-- BEGIN Passage given --
User:Caliburn/s/mt/Change of Measure Formula for Integrals

Theorem

Let $\struct {X, \Sigma}$ be a measurable space.

Let $\mu$ and $\lambda$ be $\sigma$-finite measures on $\struct {X, \Sigma}$ such that:

$\mu$ is absolutely continuous with respect to $\lambda$.

Let $g : X \to \overline \R$ be a $\mu$-integrable function.

Let:

$\ds f \in \frac {\d \mu} {\d \lambda}$

where $\dfrac {\d \mu} {\d \lambda}$ is the Radon-Nikodym derivative of $\mu$ with respect to $\lambda$.

Then:

$\ds \int g \rd \mu = \int g f \rd \lambda$

As an abuse of notation, this can be written more pleasingly as:

$\ds \int g \rd \mu = \int g \frac {\d \mu} {\d \lambda} \rd \lambda$

Since:

$\ds f \in \frac {\d \mu} {\d \lambda}$

we have:

$\ds \map \mu A = \int_A f \rd \lambda$

for each $A \in \Sigma$.

We first show the demand for $g$ a positive simple function.

$g = \ds \sum_{j \mathop = 0}^n a_j \chi_{E_j}$

where:

$a_0 = 0$

$E_0, E_1, \ldots, E_n$ is a partition of $X$ into $\Sigma$-measurable sets

Then we have:

$\ds \int g f \rd \lambda$

$=$

$\ds \int f \paren {\sum_{j \mathop = 0}^n a_j \chi_{E_j} } \rd \lambda$

$\ds $

$=$

$\ds \sum_{j \mathop = 0}^n a_j \int f \chi_{E_j} \rd \lambda$

$\ds $

$=$

$\ds \sum_{j \mathop = 0}^n a_j \int_{E_j} f \rd \lambda$

$\ds $

$=$

$\ds \sum_{j \mathop = 0}^n a_j \map \mu {E_j}$

$\ds $

$=$

$\ds \int g \rd \mu$
-- END Passage given --
-- BEGIN Listing --
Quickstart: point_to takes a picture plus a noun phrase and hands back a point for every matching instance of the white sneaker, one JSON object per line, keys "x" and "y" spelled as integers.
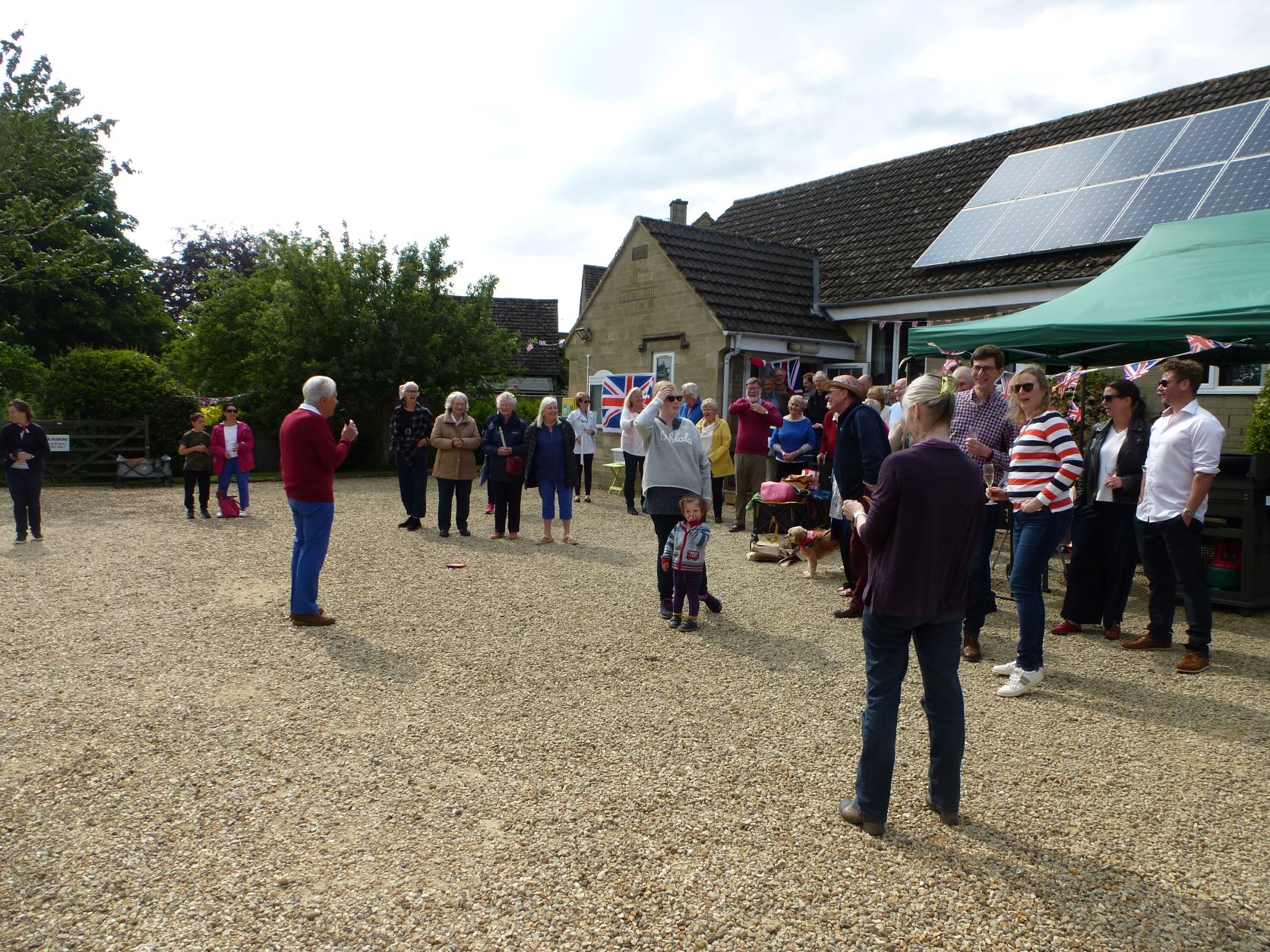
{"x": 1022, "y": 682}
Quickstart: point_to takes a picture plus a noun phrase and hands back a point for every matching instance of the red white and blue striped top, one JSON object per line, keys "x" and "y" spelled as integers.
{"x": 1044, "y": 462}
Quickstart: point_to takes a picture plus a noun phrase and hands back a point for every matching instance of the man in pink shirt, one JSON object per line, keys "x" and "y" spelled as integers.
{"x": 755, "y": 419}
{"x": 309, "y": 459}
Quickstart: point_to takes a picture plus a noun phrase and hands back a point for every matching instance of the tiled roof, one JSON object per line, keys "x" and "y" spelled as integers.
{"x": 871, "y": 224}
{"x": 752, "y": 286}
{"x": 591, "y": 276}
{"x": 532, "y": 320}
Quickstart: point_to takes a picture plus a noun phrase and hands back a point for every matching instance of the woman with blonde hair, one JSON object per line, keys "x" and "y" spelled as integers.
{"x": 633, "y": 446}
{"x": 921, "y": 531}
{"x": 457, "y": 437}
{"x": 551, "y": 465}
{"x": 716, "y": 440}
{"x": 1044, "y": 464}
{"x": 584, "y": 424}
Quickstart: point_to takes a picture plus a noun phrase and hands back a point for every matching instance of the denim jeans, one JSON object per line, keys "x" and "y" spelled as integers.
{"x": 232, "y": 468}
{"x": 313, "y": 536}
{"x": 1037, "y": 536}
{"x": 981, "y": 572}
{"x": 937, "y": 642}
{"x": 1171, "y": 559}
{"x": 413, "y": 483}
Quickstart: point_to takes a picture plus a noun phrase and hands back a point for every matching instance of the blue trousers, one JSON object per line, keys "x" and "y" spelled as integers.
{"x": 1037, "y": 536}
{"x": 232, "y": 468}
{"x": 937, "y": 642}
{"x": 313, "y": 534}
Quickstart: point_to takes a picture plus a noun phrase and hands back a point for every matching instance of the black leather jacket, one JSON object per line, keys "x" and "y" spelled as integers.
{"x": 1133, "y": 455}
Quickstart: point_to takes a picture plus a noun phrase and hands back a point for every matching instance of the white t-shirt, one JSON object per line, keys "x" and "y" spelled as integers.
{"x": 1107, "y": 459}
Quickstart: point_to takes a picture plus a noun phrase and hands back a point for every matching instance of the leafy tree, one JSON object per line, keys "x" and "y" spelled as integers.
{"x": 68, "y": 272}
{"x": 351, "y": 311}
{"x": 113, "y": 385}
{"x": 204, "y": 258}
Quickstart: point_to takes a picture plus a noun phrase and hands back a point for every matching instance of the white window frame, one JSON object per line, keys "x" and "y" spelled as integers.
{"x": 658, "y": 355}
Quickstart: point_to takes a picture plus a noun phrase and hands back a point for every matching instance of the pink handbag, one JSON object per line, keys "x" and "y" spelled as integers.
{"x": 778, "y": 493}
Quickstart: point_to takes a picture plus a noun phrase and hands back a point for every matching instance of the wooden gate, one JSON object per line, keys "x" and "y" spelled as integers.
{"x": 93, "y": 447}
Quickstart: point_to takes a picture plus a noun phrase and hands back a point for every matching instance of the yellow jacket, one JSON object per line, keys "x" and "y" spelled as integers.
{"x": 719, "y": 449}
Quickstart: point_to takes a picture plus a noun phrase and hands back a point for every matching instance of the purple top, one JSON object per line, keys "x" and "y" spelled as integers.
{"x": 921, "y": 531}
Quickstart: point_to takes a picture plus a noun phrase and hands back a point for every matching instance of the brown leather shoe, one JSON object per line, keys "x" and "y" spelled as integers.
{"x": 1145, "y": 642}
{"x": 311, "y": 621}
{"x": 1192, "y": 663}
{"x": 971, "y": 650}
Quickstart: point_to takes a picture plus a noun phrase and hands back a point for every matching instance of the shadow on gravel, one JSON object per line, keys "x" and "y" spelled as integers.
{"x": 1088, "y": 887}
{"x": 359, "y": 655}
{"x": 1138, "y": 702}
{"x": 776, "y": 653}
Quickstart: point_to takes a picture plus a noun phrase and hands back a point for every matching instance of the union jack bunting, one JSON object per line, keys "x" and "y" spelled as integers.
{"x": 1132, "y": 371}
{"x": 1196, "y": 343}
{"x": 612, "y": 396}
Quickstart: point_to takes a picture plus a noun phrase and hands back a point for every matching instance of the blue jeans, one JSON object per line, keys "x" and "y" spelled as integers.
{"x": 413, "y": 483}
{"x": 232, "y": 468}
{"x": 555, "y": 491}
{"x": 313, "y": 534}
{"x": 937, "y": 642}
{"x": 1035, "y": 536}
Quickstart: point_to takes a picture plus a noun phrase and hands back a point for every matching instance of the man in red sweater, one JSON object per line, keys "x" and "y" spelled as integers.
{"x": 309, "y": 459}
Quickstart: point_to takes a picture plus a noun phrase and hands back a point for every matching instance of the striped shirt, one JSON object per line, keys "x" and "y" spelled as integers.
-- END Listing --
Repeat the part of the change of measure page starting at "Let $g : X \to" and ending at "of $\mu$ with respect to $\lambda$.". The lines play no part in this work.

Let $g : X \to \overline \R$ be a $\mu$-integrable function.

Let:

$\ds f \in \frac {\d \mu} {\d \lambda}$

where $\dfrac {\d \mu} {\d \lambda}$ is the Radon-Nikodym derivative of $\mu$ with respect to $\lambda$.